§ **Soal Latihan**
(a) Jawablah pertanyaan berikut berdasarkan teks tentang pengelolaan pasar di Kota Bandung.
(i) Peraturan daerah apa yang mewadahi kebijakan pengelolaan pasar di Kota Bandung?
(ii) Dalam hal apa saja pasar tradisional disebut telah kalah dari pasar modern?
(iii) Pasar tradisional mana saja yang direnovasi secara fisik oleh Pemerintah Kota?
(b) Ringkaslah teks tentang pengelolaan pasar di Kota Bandung dalam dua kalimat.
(c) Lanjutkan teks tentang kebijakan pengelolaan pasar di Kota Bandung, dimulai setelah kalimat terakhirnya.

§ **Penggalan Dokumen**
______

Pendahuluan
Kebijakan
yang mengatur pengelolaan pasar di Kota Bandung telah diwadahi dalam Perda No.
19 Tahun 2001 tentang Pengelolaan Pasar di Kota Bandung. Namun, perda ini belum
memuat konsep pengelolaan pasar secara komprehensif. Masih banyak permasalahan
dalam pengelolaan pasar yang belum diatur dalam perda ini, misalnya pengaturan
mengenai batas radius pasar modern dengan pasar tradisional; bongkar-muat
komoditi; kemitraan swasta dan pedagang tradisional; pengaturan mengenai
perdagangan informal yang masih bergabung dengan pasar tradisional yang maupun
ketentuan standar kualitas komoditi yang akan dijual.
Sebagai
akibat dari longgarnya pengelolaan pasar tersebut berdampak pada munculnya
masalah persaingan yang tidak seimbang antara pasar tradisional dengan pasar
modern. Pasar tradisional telah kalah segala-galanya, diantaranya penerapan
harga, kenyamanan tempat, dan kelengkapan produk yang ditawarkannya. Pada sisi
lain, pasar modern semakin melengkapi diri dengan segala fasilitas yang
memudahkan dan membuat konsumen nyaman. Selain itu tentu saja kemampuan modal
pasar modern yang kuat membuat mereka mampu menekan harga jual pada konsumen.
Pemerintah
Daerah sebenarnya telah berupaya memperbaiki penampilan pasar tradisional yang
selama kondisinya kumuh dan semrawut. Pemerintah Kota Bandung merenovasi
bangunan pasar untuk menarik kembali minay pembeli untuk berbelanja di pasar
tradisional. Dengan menjalin kerjasama bersama investor, Pemerintah Kota telah
melakukan renovasi fisik di sejumlah pasar tradisional, seperti Pasar Kosambi,
Pasar Kebon Kelapa, Pasar Baru, dan Pasar Gedebage, agar terlihat lebih modern.
Namun, upaya ini ternyata berujung pada permasalahan baru karena banyak
pedagang lama yang tersingkir akibat tidak mampu membeli kios baru. Ada pula pedagang
yang memilih berjualan di luar kompleks pasar karena di dalam tidak laku,
terutama di pasar yang bangunannya lebih dari satu lantai.
Alih-alih
meningkatkan daya saing para pedagang tradisional, kenyataannya program
renovasi pasar tradisional justru menyebabkan para pedagang tradisional menjadi
semakin termarginalkan di tengah derasnya arus kapitalisme. Kondisi inilah yang
melatarbelakangi perlunya pengkajian mengenai kebijakan pengelolaan pasar yang
dilakukan Pemerintah Kota Bandung.

______

§ **Cuplikan Data**
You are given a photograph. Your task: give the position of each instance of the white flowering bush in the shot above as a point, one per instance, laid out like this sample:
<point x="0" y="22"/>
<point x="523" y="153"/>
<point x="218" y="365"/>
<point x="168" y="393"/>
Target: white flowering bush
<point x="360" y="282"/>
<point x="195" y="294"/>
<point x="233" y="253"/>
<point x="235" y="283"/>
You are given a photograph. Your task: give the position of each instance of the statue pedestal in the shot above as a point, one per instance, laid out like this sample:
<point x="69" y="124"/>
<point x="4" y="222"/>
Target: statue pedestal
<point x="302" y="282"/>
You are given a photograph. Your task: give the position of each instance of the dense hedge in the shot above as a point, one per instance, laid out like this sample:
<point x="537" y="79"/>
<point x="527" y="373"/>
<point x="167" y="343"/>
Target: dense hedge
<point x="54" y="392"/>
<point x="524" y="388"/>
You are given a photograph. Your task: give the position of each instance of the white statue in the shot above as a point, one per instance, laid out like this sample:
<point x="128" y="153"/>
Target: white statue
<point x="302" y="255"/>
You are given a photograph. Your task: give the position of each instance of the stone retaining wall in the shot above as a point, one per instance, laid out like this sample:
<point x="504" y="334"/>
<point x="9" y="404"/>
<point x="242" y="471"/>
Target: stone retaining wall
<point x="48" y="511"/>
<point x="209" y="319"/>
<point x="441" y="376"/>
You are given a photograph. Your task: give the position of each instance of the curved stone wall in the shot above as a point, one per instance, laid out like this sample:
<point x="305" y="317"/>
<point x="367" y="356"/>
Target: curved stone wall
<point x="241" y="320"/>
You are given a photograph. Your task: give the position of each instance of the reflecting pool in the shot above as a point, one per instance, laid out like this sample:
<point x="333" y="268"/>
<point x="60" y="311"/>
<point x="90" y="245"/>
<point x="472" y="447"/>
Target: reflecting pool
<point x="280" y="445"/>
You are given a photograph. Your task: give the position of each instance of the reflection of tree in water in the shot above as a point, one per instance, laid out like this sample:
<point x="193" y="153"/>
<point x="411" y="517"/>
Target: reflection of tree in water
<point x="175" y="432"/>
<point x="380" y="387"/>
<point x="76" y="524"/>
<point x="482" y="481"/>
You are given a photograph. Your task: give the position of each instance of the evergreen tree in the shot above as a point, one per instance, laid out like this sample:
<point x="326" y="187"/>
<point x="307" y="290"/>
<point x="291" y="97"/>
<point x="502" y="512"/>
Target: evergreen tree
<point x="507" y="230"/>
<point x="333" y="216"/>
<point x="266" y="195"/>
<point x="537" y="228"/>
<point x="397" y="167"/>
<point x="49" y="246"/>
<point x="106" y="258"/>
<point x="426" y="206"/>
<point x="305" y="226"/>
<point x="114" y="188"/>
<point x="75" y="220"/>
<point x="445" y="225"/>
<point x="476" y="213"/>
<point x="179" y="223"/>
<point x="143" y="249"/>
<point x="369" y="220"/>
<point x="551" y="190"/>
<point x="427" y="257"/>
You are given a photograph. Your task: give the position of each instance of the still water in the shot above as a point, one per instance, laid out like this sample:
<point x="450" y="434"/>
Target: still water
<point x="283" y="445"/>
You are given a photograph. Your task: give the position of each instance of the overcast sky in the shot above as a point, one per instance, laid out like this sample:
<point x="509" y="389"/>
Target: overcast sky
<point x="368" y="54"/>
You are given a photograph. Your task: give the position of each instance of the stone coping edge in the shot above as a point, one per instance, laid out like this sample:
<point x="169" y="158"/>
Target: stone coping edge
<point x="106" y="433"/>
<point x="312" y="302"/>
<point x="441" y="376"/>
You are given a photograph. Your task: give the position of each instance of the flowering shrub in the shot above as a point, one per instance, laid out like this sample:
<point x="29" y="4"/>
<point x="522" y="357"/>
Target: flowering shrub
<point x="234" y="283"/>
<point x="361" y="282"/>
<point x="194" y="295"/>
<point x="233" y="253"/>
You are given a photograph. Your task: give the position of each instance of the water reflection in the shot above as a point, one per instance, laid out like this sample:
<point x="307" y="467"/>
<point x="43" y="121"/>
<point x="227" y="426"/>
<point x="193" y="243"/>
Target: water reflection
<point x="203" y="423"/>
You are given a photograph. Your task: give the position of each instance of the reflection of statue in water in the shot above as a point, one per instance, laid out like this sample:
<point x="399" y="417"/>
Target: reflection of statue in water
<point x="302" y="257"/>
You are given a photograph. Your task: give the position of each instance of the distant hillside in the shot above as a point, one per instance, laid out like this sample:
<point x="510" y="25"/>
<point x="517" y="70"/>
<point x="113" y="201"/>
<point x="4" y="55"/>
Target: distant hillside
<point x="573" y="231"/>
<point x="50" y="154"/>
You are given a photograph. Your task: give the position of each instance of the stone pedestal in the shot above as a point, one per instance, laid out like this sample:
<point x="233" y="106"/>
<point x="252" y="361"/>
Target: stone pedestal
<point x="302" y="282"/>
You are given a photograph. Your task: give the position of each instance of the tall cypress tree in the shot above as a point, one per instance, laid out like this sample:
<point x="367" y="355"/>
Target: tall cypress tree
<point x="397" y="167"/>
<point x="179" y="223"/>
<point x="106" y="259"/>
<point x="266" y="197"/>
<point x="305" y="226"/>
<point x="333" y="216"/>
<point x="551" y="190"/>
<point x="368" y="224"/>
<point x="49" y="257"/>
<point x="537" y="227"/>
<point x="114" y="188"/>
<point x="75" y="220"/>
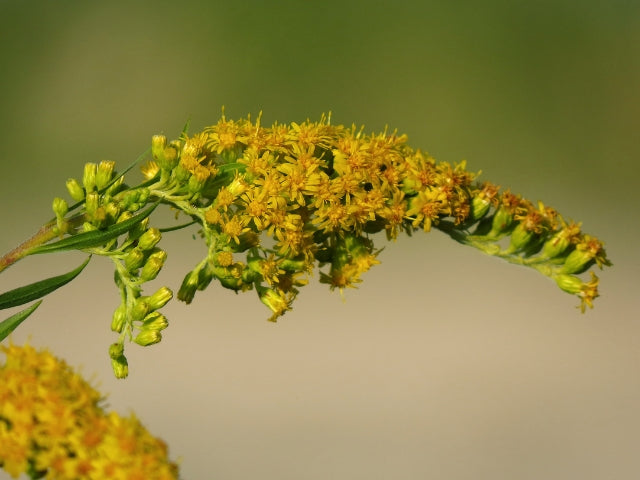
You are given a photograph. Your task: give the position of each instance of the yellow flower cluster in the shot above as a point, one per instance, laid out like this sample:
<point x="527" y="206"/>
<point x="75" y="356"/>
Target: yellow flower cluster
<point x="52" y="424"/>
<point x="319" y="191"/>
<point x="275" y="203"/>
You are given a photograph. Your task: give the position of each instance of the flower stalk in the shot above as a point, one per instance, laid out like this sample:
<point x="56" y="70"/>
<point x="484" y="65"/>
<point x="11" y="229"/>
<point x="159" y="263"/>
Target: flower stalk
<point x="274" y="204"/>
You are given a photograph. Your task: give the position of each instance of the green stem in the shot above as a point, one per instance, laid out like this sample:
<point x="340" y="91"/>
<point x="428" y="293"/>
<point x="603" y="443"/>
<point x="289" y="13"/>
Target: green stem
<point x="47" y="232"/>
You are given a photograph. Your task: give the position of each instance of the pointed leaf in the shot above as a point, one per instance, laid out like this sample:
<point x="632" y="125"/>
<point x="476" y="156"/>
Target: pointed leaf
<point x="33" y="291"/>
<point x="9" y="325"/>
<point x="96" y="237"/>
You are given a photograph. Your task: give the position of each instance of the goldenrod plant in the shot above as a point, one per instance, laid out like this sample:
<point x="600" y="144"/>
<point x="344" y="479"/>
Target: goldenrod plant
<point x="272" y="204"/>
<point x="53" y="424"/>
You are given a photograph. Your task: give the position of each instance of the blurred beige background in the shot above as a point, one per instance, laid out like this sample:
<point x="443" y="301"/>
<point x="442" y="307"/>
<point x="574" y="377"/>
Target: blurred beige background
<point x="445" y="364"/>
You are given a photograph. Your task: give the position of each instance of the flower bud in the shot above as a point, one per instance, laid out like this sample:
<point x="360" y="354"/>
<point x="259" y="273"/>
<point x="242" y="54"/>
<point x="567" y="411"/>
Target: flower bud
<point x="479" y="208"/>
<point x="119" y="318"/>
<point x="502" y="221"/>
<point x="120" y="367"/>
<point x="189" y="286"/>
<point x="149" y="239"/>
<point x="160" y="298"/>
<point x="569" y="283"/>
<point x="89" y="177"/>
<point x="155" y="321"/>
<point x="246" y="241"/>
<point x="75" y="190"/>
<point x="170" y="157"/>
<point x="578" y="261"/>
<point x="556" y="245"/>
<point x="296" y="264"/>
<point x="134" y="259"/>
<point x="521" y="238"/>
<point x="148" y="337"/>
<point x="276" y="301"/>
<point x="92" y="203"/>
<point x="140" y="309"/>
<point x="196" y="183"/>
<point x="112" y="211"/>
<point x="158" y="142"/>
<point x="60" y="207"/>
<point x="223" y="259"/>
<point x="116" y="350"/>
<point x="153" y="265"/>
<point x="104" y="173"/>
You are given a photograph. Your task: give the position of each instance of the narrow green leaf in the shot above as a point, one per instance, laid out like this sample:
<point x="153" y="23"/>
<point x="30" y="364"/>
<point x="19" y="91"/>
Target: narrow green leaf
<point x="177" y="227"/>
<point x="185" y="129"/>
<point x="96" y="237"/>
<point x="33" y="291"/>
<point x="9" y="325"/>
<point x="114" y="179"/>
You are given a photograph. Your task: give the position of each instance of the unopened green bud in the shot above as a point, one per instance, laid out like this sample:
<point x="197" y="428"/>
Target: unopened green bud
<point x="75" y="190"/>
<point x="116" y="350"/>
<point x="556" y="245"/>
<point x="155" y="321"/>
<point x="502" y="221"/>
<point x="160" y="298"/>
<point x="124" y="216"/>
<point x="479" y="208"/>
<point x="149" y="239"/>
<point x="158" y="142"/>
<point x="297" y="264"/>
<point x="246" y="241"/>
<point x="276" y="302"/>
<point x="153" y="265"/>
<point x="148" y="337"/>
<point x="140" y="309"/>
<point x="60" y="207"/>
<point x="89" y="177"/>
<point x="578" y="261"/>
<point x="138" y="229"/>
<point x="92" y="203"/>
<point x="120" y="367"/>
<point x="569" y="283"/>
<point x="230" y="278"/>
<point x="521" y="238"/>
<point x="131" y="200"/>
<point x="134" y="259"/>
<point x="189" y="286"/>
<point x="88" y="227"/>
<point x="119" y="319"/>
<point x="104" y="173"/>
<point x="112" y="211"/>
<point x="170" y="158"/>
<point x="180" y="174"/>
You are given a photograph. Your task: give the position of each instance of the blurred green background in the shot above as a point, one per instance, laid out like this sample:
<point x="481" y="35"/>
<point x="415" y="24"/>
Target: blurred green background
<point x="445" y="363"/>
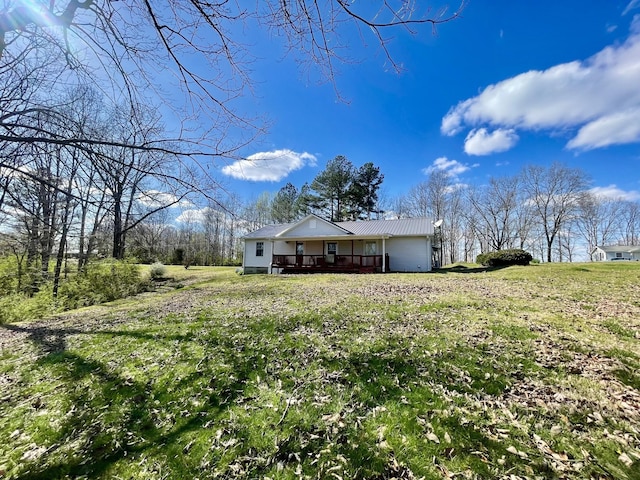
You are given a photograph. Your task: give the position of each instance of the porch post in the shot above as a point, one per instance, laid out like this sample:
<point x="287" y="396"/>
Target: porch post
<point x="384" y="255"/>
<point x="271" y="262"/>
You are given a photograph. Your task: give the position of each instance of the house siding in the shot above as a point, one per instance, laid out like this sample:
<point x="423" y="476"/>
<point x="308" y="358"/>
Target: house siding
<point x="251" y="262"/>
<point x="307" y="229"/>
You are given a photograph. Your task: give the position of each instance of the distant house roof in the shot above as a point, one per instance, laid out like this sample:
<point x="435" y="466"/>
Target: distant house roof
<point x="619" y="248"/>
<point x="405" y="227"/>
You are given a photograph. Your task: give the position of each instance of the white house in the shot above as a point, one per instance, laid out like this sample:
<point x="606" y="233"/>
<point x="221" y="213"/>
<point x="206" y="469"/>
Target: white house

______

§ **Jawaban Tiap Soal**
(a)
(i) Perda No. 19 Tahun 2001 tentang Pengelolaan Pasar di Kota Bandung.
(ii) Penerapan harga, kenyamanan tempat, dan kelengkapan produk yang ditawarkan.
(iii) Pasar Kosambi, Pasar Kebon Kelapa, Pasar Baru, dan Pasar Gedebage.

(b) Perda No. 19 Tahun 2001 tentang Pengelolaan Pasar di Kota Bandung belum memuat konsep pengelolaan pasar secara komprehensif. Longgarnya pengelolaan itu menimbulkan persaingan yang tidak seimbang antara pasar tradisional dan pasar modern, sedangkan renovasi pasar tradisional yang dilakukan Pemerintah Kota bersama investor justru menyingkirkan banyak pedagang lama dan membuat pedagang tradisional semakin termarginalkan.

(c)
Carut
marutnya permasalahan pengelolaan pasar di Kota Bandung tidak terlepas dari
kondisi normatif yang telah ada. Oleh karena itu penting kiranya untuk melihat
bagaimana evaluasi terhadap kebijakan pengelolaan pasar di Kota Bandung.
Sementara itu, saat ini diperlukan suatu model alternatif yang dapat memberikan
solusi agar pasar tradisional dapat terevitalisasi, sehingga mereka mampu
bersaing di tengah-tengah keberadaan pasar modern.
Analisa
kekurangan dan kelebihan kebijakan pengelolaan pasar di Kota Bandung
Kota
Bandung memiliki potensi di sektor perdagangan di mana PDRB nya mencapai 31,91%
(2003). Untuk mengelola sektor perdagangan maka diperlukan penataan wilayah
perdagangan sesuai dengan RT RW Kota Bandung. Perkembangan pusat kegiatan
perdagangan masih dirasakan kurang untuk wilayah Bandung Timur. Faktor
pendukungnya, penduduk wilayah Bandung berkembang pesat, dengan tumbuhnya
pembangunan pemukiman, telah terjadi pemekaran kecamatan dan kelurahan, namun
hal ini tidak ditunjang dengan pertumbuhan investasi karena investor masih
belum mau menanamkan modalnya di wilayah Bandung Timur.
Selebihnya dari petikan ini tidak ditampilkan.